## Selected extract
# Great ride on The Empire Builder



## sheepdog (Jan 2, 2008)

I could not believe it! The Lake Shore Limited was only 8 minutes late into Elkhart and on time into Chicago's Union Station. The Empire Builder was on time or early into nearly every station along the route and 40 minutes early into Portland, OR.

Great service, good food, beautiful views. Only downside was the roomette should have come equipped with ear plugs, sleeping pills and seat belts for the beds. Thought I was going to be tossed from the rack several times! Squeaks, bangs, squawks, bouncing, rocking and rolling made it tough to sleep.

Thought I'd share this photo I got out the rear of our sleeper car.










Craig


----------



## San Juan (Jan 3, 2008)

Beautiful photo









I'm glad the Empire Builder treated you well and you had an enjoyable trip. The Empire Builder is among the best Amtrak long distance trains for on time performance. 


I hear ya on the squeaks, bangs, etc... And the bouncing, rocking, and rolling are even worse on the Southwest Chief. That train is unique in that it can run at a maximum of 90 mph over several sections along the route. At this speed it's tough walking between cars let alone trying to sleep. I'm not 100% sure but I think the Empire Builder top speed is 70.

## Data rows
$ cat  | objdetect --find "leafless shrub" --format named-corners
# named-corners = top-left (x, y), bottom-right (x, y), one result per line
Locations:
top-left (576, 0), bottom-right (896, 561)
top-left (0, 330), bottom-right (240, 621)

## What this task involves
Copy word for word the stretch of the Empire Builder thread from "I'm glad the" through "on time performance.".

## Solved exercise
I'm glad the Empire Builder treated you well and you had an enjoyable trip. The Empire Builder is among the best Amtrak long distance trains for on time performance.